### Source text

= = = = = = =

Resistance in Africa: a workshop for activist-scholars

In an introduction to a special issue in ROAPE (free to access – see link below), based on our workshop in Johannesburg, Peter Dwyer argues that a radical academic journal must provide activists with a platform to get their stories and experience to a much wider audience. In the context of the economic crisis triggered by Covid-19, and an emerging global movement, this is more urgent than ever.  

By Peter Dwyer

In the editorial below, written in late November 2019, I tried to emphasise several points. Firstly, that the role of activists and the organisations and networks in which they are embedded are still much under-researched and under-valued in African studies. This journal is no exception. What activists do or do not do matters fundamentally to their lives, the lives of those amongst whom they live and work and those that rule over them. Secondly, when the shit next hits the fan, it will be these types of people we met in the workshops who will be the first to respond. Or they will be connected to others who will be ‘doing something about it’. Thirdly, a radical academic journal must, at a minimum, help activists use it and to provide a platform for them to get their stories and experience to a much wider audience.

Tragically all of which has been underscored by the public health and economic crisis created by the emergence of the Covid-19 pandemic resulting in the global ‘great lockdown’ from mid-March 2020. As the ruling classes of the world, particularly in China, Europe and North America, put capitalism into a self-induced coma, the fall out for everyone, but particularly the popular classes in the majority countries of the world continue to be unparalleled and immense. The immediate consequences of, what the Nigerian activist Femi Aborisade referred to as ‘the copy and paste’ lockdown, have been captured by several of the activists in the ROAPE webinar Africa and the Pandemic: Clampdown, Survival and Resistance. It is not surprising that the epicentres of the pandemic mirror the key networks and centres for capitalist exploitation in Africa: Nigeria and South Africa. We also know that women will be disproportionately affected and will face a triple whammy: less access to health care, pushed out of the informal sector where they make up the bulk of the labour force and exposed to an even greater risk of gender based violence.

As the crises continues to unravel, we must never forget that it does so across a continent that has experienced the highest number of ‘cut and paste’ structural adjustment programmes in the world that have so damaged the continent, and particularly its public health systems, over the last 35 years. Despite steady economic growth in the early part of this century, since the last global economic crisis in 2008, the recovery has been fitful and highly uneven as the continent struggles to reach the pre-crisis levels of economic growth with all its gendered dynamics. As we reach the second half of 2020, it is still too early to tell what the exact fall out and the longer-term impacts of the crises will be. But at a general level the sudden and dramatic drop in commodity prices, capital flight, falls in remittances and the disruption to global supply chains do not bode well. Neither does the looming, monumental, North American and European fiscal and debt crisis that will blow freezing cold economic headwinds across the continent. As African governments begin to grapple with the drop-in income and fiscal uncertainty this will inevitably create, they will be tempted to pass the costs on to those who can least afford it most, the African popular classes.

What we do know is that activists and independent organisations of the people we met have been the first to offer support and solidarity and resist the worst excesses of the great lockdown. From nurses protesting at the lack of protective equipment in Kenya  to strikes by miners in Congo for more danger money . In all the countries from which the activists to this workshop came from, with the exception of Egypt, the trade unions, community organisations, HIV-AIDS groups, student and other activist circles they are involved with, have all stepped in to support, defend and organise others. The least we can do is to show them solidarity through continuing to provide a space for them at and we plan to follow this up with a series of reports from the front-line where they are active.

= = = = = = =

### Data provided

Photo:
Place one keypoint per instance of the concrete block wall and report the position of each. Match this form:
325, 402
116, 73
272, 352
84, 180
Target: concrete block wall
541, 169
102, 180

= = = = = = =

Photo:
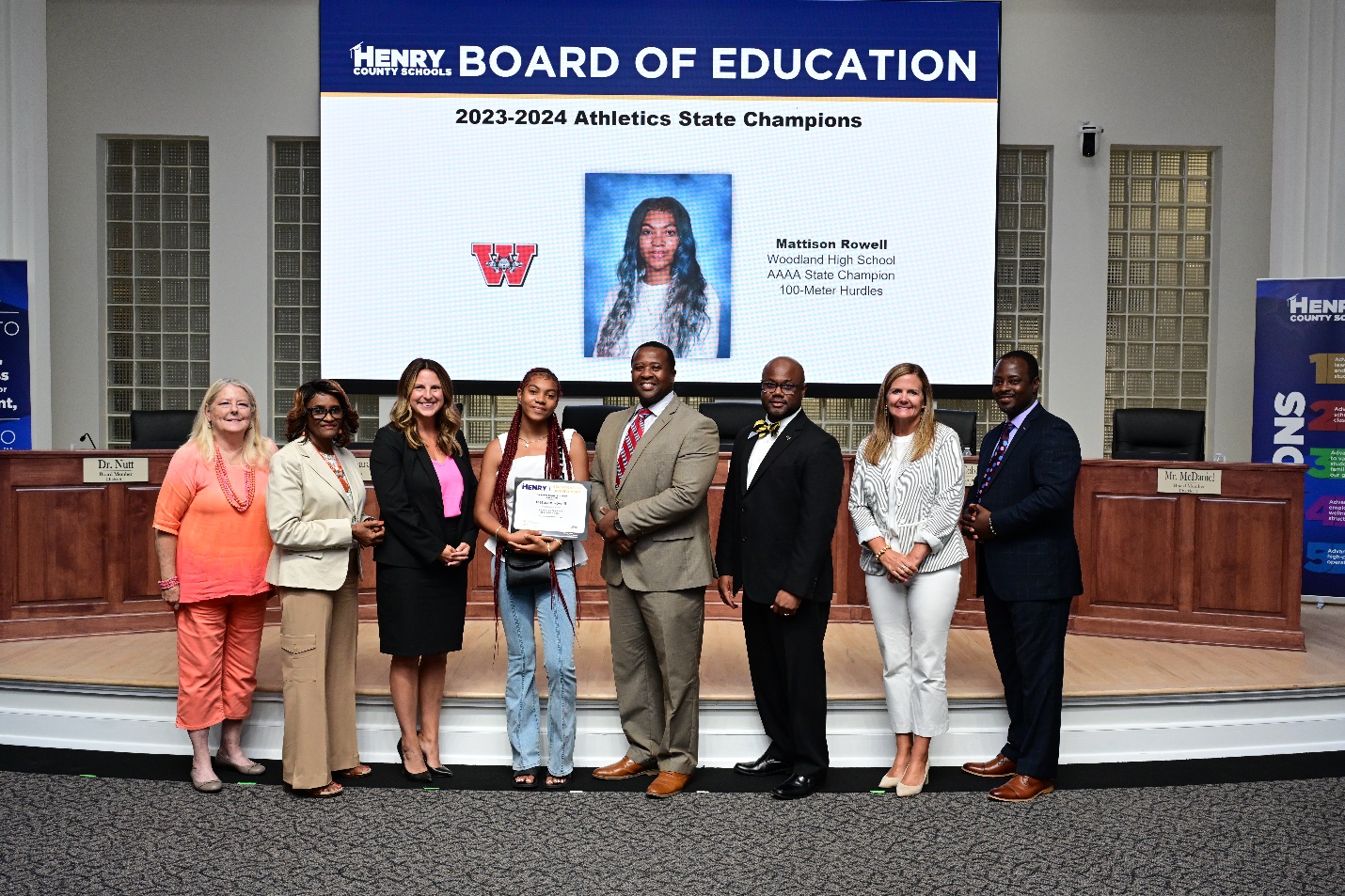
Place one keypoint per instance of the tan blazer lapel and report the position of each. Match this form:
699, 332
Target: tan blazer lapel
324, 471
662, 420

= = = = = = =

### Set of tasks
1. Please rewrite the editorial on resistance in Africa from "What we do know" up to and including "they are active.", replacing "great lockdown" with "global shutdown".
2. Write the next part of the editorial on resistance in Africa, picking up after its final sentence.

### Exercise responses
1.
What we do know is that activists and independent organisations of the people we met have been the first to offer support and solidarity and resist the worst excesses of the global shutdown. From nurses protesting at the lack of protective equipment in Kenya  to strikes by miners in Congo for more danger money . In all the countries from which the activists to this workshop came from, with the exception of Egypt, the trade unions, community organisations, HIV-AIDS groups, student and other activist circles they are involved with, have all stepped in to support, defend and organise others. The least we can do is to show them solidarity through continuing to provide a space for them at and we plan to follow this up with a series of reports from the front-line where they are active.

2.
EDITORIAL: Reflecting on resistance and transformation in Africa: a workshop for movements and activist-scholars


Our decision to launch the Connections initiative in 2016 was based largely on a strongly held belief by some of the editorial working group (EWG) that the journal had in some sense ‘lost its way’ and needed to reconnect with comrades and make new connections. We were under no illusions that this would be an easy, but if the journal were to stay true to a key part of its historic mission, it was essential we tried.

South Africa was the third of the interconnected workshops (see here and here and here). We worked with local partners who have a history of working with activists and focusing their research on labour and other grassroots organisations. South Africa was also important because it was home to one of the biggest and greatest mass-based liberation movements of the twentieth century, a movement that gave the world some of the most famous moments and activists in political history. The ‘new South Africa’ was the last major African country to be formally liberated from colonialism: its peoples and the movements they had created carried the dreams of hundreds of millions of Africans and the hopes of pan-Africanism and socialism, both of which had been the lifeblood of many African liberation movements. As was evident in all the workshops, these are ideas that still inspire African activists and movements today.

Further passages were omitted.